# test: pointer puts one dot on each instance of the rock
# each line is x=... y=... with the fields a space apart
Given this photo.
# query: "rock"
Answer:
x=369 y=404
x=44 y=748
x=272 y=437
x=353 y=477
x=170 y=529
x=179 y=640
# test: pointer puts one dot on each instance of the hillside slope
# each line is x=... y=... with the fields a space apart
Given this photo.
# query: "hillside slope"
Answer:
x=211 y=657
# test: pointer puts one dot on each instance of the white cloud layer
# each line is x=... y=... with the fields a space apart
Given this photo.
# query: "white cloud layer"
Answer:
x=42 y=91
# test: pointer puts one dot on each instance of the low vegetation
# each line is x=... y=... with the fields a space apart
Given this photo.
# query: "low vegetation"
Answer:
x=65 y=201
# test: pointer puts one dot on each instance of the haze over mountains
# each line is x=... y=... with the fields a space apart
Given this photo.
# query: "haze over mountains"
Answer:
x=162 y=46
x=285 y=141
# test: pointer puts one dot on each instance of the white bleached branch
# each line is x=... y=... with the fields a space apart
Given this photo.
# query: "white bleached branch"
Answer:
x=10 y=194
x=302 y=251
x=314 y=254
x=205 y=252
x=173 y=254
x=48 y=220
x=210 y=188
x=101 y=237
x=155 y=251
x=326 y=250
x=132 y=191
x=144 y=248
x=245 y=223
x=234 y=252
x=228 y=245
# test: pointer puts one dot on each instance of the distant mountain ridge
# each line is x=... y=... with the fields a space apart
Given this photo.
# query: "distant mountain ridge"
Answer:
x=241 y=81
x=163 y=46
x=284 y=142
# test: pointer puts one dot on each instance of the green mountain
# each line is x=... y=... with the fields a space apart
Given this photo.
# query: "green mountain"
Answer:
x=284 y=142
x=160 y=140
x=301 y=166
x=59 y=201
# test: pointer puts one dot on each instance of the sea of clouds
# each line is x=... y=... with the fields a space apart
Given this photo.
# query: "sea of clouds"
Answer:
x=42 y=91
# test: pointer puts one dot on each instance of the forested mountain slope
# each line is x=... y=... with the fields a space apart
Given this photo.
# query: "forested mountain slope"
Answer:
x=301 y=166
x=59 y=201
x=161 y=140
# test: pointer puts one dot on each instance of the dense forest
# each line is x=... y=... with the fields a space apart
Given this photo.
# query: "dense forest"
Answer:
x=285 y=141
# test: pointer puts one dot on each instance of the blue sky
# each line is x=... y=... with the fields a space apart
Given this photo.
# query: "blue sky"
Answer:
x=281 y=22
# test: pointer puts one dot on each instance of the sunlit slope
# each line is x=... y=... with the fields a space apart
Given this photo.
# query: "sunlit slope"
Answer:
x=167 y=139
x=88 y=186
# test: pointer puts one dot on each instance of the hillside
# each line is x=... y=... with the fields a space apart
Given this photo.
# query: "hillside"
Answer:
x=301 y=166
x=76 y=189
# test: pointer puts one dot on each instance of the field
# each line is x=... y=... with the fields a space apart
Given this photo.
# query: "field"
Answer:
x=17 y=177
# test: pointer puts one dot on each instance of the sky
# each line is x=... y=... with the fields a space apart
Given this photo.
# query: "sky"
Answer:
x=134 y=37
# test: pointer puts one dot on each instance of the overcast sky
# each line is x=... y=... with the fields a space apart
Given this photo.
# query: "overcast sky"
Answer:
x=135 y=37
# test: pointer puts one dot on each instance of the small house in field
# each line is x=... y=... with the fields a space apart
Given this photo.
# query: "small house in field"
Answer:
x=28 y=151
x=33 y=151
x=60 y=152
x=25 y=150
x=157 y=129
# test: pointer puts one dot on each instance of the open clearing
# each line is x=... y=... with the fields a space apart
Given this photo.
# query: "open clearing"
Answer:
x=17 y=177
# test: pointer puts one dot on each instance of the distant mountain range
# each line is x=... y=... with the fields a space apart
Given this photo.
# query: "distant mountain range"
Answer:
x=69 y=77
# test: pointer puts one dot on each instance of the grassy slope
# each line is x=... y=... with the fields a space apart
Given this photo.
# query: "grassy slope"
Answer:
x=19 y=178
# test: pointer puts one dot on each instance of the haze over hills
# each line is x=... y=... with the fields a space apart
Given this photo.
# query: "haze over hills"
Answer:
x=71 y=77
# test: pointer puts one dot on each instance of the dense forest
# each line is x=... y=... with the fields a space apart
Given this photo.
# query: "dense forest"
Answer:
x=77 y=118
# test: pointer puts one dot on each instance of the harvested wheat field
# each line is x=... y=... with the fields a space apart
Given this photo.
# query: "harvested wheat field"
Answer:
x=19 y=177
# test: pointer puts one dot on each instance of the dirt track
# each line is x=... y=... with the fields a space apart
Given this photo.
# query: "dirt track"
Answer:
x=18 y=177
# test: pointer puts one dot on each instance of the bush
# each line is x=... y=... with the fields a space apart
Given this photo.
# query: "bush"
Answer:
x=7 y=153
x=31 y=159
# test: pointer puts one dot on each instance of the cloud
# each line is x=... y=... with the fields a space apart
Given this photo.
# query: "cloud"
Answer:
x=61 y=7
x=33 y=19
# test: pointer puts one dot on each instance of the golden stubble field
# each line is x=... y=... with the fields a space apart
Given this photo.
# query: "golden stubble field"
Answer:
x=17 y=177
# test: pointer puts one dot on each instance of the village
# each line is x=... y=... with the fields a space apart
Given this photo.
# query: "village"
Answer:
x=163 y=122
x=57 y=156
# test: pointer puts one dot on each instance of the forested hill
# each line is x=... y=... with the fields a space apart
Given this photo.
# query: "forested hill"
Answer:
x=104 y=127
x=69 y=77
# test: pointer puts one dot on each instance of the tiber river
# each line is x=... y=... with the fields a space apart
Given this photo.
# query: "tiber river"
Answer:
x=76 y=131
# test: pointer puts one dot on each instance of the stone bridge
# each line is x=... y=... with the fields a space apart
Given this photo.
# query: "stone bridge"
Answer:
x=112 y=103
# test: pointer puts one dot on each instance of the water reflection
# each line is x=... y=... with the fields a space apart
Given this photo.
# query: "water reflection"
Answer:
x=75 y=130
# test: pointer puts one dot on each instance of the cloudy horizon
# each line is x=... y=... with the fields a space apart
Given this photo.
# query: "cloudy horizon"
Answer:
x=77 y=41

- [Given exercise]
Rewrite every one of the records above as a two-column CSV with the headers text and answer. Give one row per record, with its text and its answer each in a single quoted field and line breaks replaced by spaces.

- [Expected answer]
text,answer
"# test: pointer puts one dot on each instance of the rock # each line is x=... y=... with the fields a space apart Given this photo. # query: ""rock"" Answer:","x=369 y=404 x=44 y=748 x=272 y=437 x=353 y=477 x=170 y=529 x=179 y=640"
"# test: pointer puts one dot on each instance of the hillside slope # each line is x=... y=... with the fields a space apart Given this photo. # query: ""hillside slope"" Answer:","x=211 y=657"
"# test: pointer puts one dot on each instance of the white cloud layer # each line is x=... y=... with the fields a space apart Given this photo. # query: ""white cloud layer"" Answer:","x=42 y=91"
"# test: pointer puts one dot on each instance of the low vegetation # each line is x=... y=... with the fields a space apart Given this photo. # query: ""low vegetation"" Answer:","x=65 y=201"
"# test: pointer puts one dot on each instance of the haze over mountains # each line is x=... y=... with the fields a space apart Given this photo. # query: ""haze over mountains"" Answer:","x=162 y=46 x=285 y=141"
"# test: pointer puts one dot on each instance of the white bleached branch # each line is x=... y=... with the fields a space apart Given this photo. # query: ""white bleached branch"" Answer:","x=10 y=194 x=302 y=251 x=314 y=254 x=205 y=252 x=173 y=254 x=48 y=220 x=210 y=188 x=101 y=237 x=155 y=251 x=326 y=250 x=132 y=191 x=144 y=248 x=245 y=223 x=234 y=252 x=228 y=245"
"# test: pointer puts one dot on each instance of the distant mountain ridge # each line is x=... y=... with the fields a space apart Given this photo. # query: ""distant mountain ridge"" Answer:","x=241 y=81 x=163 y=46 x=284 y=142"
"# test: pointer puts one dot on each instance of the green mountain # each line is x=... y=... with the fields a space apart Given this photo. # query: ""green mountain"" Answer:","x=284 y=142 x=160 y=140 x=301 y=166 x=59 y=201"
"# test: pointer puts one dot on each instance of the sea of clouds # each line is x=... y=... with the fields a space apart Given this photo. # query: ""sea of clouds"" Answer:","x=42 y=91"
"# test: pointer puts one dot on each instance of the forested mountain slope # each line is x=... y=... with the fields a space apart Given this photo. # query: ""forested mountain slope"" Answer:","x=301 y=166 x=59 y=201 x=161 y=140"
"# test: pointer puts one dot on each instance of the dense forest # each line is x=... y=... with the fields a space apart Given this photo. # query: ""dense forest"" Answer:","x=285 y=141"
"# test: pointer puts one dot on each instance of the blue sky # each line is x=... y=... with the fields a space apart Given this photo. # query: ""blue sky"" Answer:","x=281 y=22"
"# test: pointer puts one dot on each instance of the sunlit slope # each line is x=... y=... with the fields a space apart Given this photo. # query: ""sunlit slope"" Answer:","x=167 y=139 x=88 y=186"
"# test: pointer puts one dot on each instance of the hillside # each line is x=... y=... with the fields a space apart Given this photo. # query: ""hillside"" Answer:","x=301 y=166 x=76 y=189"
"# test: pointer puts one dot on each instance of the field # each line is x=... y=... with the fields a space apart Given this photo. # query: ""field"" Answer:","x=17 y=177"
"# test: pointer puts one dot on each instance of the sky # each line is x=... y=... with the fields a space apart Given this photo. # query: ""sky"" Answer:","x=134 y=37"
"# test: pointer puts one dot on each instance of the overcast sky # each line is x=... y=... with the fields a space apart Given this photo. # query: ""overcast sky"" Answer:","x=135 y=37"
"# test: pointer puts one dot on each instance of the small house in field # each line is x=... y=... with the fields a space apart Given this photo. # query: ""small house in field"" Answer:","x=28 y=151 x=33 y=151 x=60 y=152 x=25 y=150 x=157 y=129"
"# test: pointer puts one dot on each instance of the open clearing # each line is x=... y=... with the fields a space apart Given this photo. # query: ""open clearing"" Answer:","x=17 y=177"
"# test: pointer puts one dot on each instance of the distant mountain range # each line is x=... y=... with the fields a space apart Given this photo. # query: ""distant mountain range"" Answer:","x=69 y=77"
"# test: pointer puts one dot on each instance of the grassy slope # each line is x=... y=... with the fields a space apart Given this photo. # query: ""grassy slope"" Answer:","x=19 y=178"
"# test: pointer puts one dot on each instance of the haze over hills # each line is x=... y=... with the fields a space apart Given this photo. # query: ""haze over hills"" Answer:","x=71 y=77"
"# test: pointer puts one dot on each instance of the dense forest # each line is x=... y=... with the fields a space apart Given this photo. # query: ""dense forest"" Answer:","x=77 y=118"
"# test: pointer puts one dot on each instance of the harvested wheat field # each line is x=... y=... with the fields a space apart Given this photo. # query: ""harvested wheat field"" Answer:","x=19 y=177"
"# test: pointer puts one dot on each instance of the dirt track # each line is x=... y=... with the fields a space apart Given this photo. # query: ""dirt track"" Answer:","x=18 y=177"
"# test: pointer puts one dot on each instance of the bush # each line is x=... y=... with the fields a space apart Given this photo. # query: ""bush"" Answer:","x=7 y=153 x=31 y=159"
"# test: pointer puts one dot on each instance of the cloud # each line is x=... y=... with the fields a space apart Given this photo. # query: ""cloud"" Answer:","x=61 y=7 x=33 y=19"
"# test: pointer puts one dot on each instance of the golden stubble field # each line is x=... y=... with the fields a space apart Given this photo. # query: ""golden stubble field"" Answer:","x=17 y=177"
"# test: pointer puts one dot on each instance of the village # each line is x=... y=... with the fields a space apart Given this photo. # query: ""village"" Answer:","x=163 y=122 x=57 y=156"
"# test: pointer puts one dot on each instance of the forested hill # each line is x=... y=... with the fields a space apart Given this photo. # query: ""forested hill"" Answer:","x=104 y=127 x=69 y=77"
"# test: pointer puts one dot on each instance of the tiber river # each line is x=... y=... with the fields a space apart Given this photo. # query: ""tiber river"" Answer:","x=76 y=131"
"# test: pointer puts one dot on each instance of the stone bridge # each line is x=... y=... with the fields a space apart Given this photo. # query: ""stone bridge"" Answer:","x=112 y=103"
"# test: pointer puts one dot on each instance of the water reflection # each line is x=... y=... with the fields a space apart Given this photo. # query: ""water reflection"" Answer:","x=75 y=130"
"# test: pointer puts one dot on each instance of the cloudy horizon # each line is x=... y=... with the fields a space apart Given this photo. # query: ""cloudy horizon"" Answer:","x=77 y=41"